* Exercise description *
Retype exactly the lines that run from the line with "the washer brand" to the final line of the entries, keeping both ends and nothing else.

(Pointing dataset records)
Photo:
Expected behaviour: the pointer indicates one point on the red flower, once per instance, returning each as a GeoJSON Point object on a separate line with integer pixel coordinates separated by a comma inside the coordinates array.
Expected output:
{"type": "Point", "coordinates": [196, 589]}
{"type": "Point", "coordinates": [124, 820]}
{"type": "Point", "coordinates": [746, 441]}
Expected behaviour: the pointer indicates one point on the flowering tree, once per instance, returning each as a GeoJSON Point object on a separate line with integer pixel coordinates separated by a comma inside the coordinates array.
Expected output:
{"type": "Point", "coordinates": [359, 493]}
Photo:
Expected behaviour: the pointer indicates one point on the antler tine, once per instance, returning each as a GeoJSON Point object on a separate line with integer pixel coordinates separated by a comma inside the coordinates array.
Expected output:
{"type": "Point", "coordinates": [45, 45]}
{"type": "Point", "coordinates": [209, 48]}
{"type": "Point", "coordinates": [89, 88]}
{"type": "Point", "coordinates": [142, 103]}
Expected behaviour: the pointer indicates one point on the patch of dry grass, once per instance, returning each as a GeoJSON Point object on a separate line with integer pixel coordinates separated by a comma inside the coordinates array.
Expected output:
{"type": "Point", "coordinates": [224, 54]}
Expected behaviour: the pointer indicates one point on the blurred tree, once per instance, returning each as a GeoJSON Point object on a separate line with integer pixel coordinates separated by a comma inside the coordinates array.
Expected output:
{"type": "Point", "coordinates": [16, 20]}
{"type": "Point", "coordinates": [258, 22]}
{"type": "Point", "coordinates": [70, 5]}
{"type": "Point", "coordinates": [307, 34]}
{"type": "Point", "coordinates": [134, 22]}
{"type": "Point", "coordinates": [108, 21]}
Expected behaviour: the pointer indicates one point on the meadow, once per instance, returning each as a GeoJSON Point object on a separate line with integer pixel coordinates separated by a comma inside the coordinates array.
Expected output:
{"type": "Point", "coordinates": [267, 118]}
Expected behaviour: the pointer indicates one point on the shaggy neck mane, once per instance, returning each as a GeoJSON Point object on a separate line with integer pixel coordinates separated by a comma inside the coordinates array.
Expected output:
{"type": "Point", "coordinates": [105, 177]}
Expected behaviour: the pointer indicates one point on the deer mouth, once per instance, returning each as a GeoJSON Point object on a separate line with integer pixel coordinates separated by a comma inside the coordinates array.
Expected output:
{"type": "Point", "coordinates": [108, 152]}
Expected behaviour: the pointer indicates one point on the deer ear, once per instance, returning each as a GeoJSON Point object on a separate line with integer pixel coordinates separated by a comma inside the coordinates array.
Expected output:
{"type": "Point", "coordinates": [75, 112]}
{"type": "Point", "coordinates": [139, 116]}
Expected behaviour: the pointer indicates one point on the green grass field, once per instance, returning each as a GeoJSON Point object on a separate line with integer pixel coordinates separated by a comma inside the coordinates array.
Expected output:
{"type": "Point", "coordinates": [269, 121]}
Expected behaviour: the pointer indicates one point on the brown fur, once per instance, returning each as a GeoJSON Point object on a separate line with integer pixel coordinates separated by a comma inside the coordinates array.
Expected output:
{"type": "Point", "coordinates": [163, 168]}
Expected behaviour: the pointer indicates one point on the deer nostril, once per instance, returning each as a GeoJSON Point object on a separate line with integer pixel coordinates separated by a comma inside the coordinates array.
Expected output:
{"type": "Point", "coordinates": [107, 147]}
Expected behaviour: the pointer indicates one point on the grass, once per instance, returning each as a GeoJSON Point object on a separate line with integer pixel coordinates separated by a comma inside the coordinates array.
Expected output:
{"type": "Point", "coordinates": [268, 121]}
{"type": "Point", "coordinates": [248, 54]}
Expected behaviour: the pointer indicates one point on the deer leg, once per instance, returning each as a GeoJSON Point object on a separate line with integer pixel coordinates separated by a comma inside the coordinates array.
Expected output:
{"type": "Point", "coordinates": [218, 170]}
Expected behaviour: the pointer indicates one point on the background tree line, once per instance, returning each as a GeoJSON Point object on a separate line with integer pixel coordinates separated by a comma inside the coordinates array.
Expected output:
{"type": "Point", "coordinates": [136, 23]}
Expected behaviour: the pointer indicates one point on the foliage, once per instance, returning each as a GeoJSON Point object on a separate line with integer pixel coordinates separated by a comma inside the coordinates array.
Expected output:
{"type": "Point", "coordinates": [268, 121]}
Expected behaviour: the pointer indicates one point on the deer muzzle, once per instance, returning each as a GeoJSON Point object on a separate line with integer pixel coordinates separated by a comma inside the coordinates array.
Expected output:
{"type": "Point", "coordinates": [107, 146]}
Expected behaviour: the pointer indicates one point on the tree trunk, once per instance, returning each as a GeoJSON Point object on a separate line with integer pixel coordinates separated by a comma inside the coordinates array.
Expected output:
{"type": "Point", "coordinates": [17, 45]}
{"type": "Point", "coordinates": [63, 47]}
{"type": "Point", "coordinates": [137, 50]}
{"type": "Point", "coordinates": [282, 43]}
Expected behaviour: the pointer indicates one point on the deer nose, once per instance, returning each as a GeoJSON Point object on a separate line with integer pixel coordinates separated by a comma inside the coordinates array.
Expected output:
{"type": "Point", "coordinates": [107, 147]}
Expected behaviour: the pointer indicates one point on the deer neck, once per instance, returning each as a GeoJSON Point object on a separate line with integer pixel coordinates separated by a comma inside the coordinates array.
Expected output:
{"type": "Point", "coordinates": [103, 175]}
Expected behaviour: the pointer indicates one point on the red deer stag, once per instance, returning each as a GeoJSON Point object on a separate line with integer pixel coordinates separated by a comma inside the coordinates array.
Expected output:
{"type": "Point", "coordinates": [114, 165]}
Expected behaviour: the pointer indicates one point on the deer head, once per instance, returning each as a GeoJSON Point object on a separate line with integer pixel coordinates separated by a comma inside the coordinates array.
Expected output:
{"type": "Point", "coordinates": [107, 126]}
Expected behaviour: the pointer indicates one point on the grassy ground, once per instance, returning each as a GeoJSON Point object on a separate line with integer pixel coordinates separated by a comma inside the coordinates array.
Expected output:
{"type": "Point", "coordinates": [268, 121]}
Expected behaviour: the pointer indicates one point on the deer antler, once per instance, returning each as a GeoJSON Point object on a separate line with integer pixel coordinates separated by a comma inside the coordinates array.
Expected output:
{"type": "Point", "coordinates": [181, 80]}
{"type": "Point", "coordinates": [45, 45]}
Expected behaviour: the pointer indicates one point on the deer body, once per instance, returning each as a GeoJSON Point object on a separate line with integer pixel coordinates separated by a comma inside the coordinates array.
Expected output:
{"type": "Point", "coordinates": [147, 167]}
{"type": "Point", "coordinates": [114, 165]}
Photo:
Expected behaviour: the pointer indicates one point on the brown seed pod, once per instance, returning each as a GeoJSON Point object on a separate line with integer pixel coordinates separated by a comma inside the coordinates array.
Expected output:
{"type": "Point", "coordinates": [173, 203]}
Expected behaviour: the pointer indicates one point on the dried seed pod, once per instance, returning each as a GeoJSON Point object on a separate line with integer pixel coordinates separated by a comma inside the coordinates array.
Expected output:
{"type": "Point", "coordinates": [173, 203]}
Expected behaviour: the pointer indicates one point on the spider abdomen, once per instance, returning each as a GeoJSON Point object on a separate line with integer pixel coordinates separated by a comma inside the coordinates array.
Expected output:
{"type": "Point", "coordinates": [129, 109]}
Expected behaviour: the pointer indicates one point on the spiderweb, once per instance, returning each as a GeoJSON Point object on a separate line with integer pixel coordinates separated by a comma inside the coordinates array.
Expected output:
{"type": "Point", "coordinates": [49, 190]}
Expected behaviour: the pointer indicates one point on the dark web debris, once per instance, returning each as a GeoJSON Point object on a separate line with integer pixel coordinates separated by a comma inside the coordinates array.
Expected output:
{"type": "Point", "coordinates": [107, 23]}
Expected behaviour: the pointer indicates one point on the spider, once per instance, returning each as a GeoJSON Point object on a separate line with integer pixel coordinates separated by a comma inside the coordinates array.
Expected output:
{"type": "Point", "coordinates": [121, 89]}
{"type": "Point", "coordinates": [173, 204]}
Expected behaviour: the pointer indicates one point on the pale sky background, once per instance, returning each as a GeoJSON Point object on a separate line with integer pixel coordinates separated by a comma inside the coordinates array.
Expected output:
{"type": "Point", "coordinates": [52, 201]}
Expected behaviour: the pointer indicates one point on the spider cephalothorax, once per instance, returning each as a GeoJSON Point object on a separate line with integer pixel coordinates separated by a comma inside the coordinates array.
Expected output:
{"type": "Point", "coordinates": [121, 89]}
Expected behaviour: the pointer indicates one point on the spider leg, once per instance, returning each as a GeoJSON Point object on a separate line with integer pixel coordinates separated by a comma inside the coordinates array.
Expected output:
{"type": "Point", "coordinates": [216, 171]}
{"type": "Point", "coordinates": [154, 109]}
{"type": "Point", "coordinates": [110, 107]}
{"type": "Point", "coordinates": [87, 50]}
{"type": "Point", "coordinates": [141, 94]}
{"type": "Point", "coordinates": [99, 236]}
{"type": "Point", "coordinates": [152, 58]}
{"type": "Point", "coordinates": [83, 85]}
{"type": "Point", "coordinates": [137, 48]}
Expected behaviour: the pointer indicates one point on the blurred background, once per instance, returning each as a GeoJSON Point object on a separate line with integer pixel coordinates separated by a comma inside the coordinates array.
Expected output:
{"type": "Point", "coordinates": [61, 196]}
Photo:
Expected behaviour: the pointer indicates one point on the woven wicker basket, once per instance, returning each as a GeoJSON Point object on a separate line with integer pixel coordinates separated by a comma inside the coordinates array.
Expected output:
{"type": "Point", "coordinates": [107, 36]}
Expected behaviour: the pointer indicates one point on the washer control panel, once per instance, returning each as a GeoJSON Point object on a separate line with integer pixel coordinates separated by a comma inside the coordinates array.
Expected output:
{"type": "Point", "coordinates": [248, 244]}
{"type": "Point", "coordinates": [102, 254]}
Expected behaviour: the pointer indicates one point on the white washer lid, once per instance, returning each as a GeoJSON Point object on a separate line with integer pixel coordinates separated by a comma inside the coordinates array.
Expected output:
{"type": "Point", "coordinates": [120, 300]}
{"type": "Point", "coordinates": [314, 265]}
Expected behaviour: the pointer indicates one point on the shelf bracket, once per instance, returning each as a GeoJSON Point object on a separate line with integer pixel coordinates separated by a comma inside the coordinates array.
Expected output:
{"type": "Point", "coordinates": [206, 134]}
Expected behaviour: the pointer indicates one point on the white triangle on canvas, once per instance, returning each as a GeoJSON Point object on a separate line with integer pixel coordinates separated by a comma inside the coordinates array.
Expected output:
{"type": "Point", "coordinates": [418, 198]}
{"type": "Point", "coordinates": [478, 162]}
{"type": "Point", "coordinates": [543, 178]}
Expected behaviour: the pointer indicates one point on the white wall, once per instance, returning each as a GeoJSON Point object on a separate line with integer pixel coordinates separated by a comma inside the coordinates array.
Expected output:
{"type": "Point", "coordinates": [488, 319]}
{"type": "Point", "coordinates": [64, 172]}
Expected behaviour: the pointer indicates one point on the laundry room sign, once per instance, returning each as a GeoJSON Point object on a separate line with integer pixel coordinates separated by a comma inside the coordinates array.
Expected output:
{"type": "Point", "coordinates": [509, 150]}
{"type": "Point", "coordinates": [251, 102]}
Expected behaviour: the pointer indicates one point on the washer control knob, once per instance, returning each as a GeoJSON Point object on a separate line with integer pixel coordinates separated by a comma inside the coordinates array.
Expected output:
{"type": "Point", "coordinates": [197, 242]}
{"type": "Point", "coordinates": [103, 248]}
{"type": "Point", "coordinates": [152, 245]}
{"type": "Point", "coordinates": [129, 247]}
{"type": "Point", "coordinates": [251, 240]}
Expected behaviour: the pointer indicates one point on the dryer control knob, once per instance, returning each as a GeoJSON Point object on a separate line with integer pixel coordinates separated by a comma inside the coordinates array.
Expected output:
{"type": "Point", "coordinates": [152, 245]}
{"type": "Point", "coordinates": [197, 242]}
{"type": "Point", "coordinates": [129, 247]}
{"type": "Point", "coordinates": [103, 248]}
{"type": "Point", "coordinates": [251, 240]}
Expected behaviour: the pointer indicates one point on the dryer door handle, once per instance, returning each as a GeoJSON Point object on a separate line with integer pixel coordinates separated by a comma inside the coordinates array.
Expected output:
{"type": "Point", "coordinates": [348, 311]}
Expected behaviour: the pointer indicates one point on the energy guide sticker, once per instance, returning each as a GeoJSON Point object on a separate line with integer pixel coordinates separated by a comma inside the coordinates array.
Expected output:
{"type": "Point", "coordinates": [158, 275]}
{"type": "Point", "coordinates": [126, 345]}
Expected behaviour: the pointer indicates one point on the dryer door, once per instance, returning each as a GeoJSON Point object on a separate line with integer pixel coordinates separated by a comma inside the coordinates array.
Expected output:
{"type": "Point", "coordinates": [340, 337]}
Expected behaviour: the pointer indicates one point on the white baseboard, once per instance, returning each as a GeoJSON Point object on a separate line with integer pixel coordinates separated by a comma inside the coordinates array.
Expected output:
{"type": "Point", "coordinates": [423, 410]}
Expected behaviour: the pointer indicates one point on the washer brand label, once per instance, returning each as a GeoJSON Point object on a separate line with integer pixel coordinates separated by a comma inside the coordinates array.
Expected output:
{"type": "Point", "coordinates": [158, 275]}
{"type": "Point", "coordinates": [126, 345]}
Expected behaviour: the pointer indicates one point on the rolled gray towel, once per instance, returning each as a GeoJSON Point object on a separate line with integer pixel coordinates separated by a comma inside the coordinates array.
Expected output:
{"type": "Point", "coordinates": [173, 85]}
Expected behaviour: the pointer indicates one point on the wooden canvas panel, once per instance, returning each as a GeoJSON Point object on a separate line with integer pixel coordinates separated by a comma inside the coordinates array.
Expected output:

* Solution for this exercise *
Expected behaviour: the pointer indicates one point on the washer brand label, once per instance, returning each as a GeoJSON Point object on a separate line with integer pixel coordinates separated by a comma inside the coordinates array.
Expected output:
{"type": "Point", "coordinates": [158, 275]}
{"type": "Point", "coordinates": [126, 345]}
Expected behaviour: the pointer indicates one point on the rolled gray towel, once per instance, returning each as a GeoJSON Point object on a separate line with integer pixel coordinates separated by a comma inside the coordinates array.
Expected output:
{"type": "Point", "coordinates": [173, 85]}
Expected behaviour: the pointer indicates one point on the wooden canvas panel, once per instance, returning each as a GeoJSON Point object on a separate line with integer pixel coordinates separated by a comma inside the coordinates array.
Expected output:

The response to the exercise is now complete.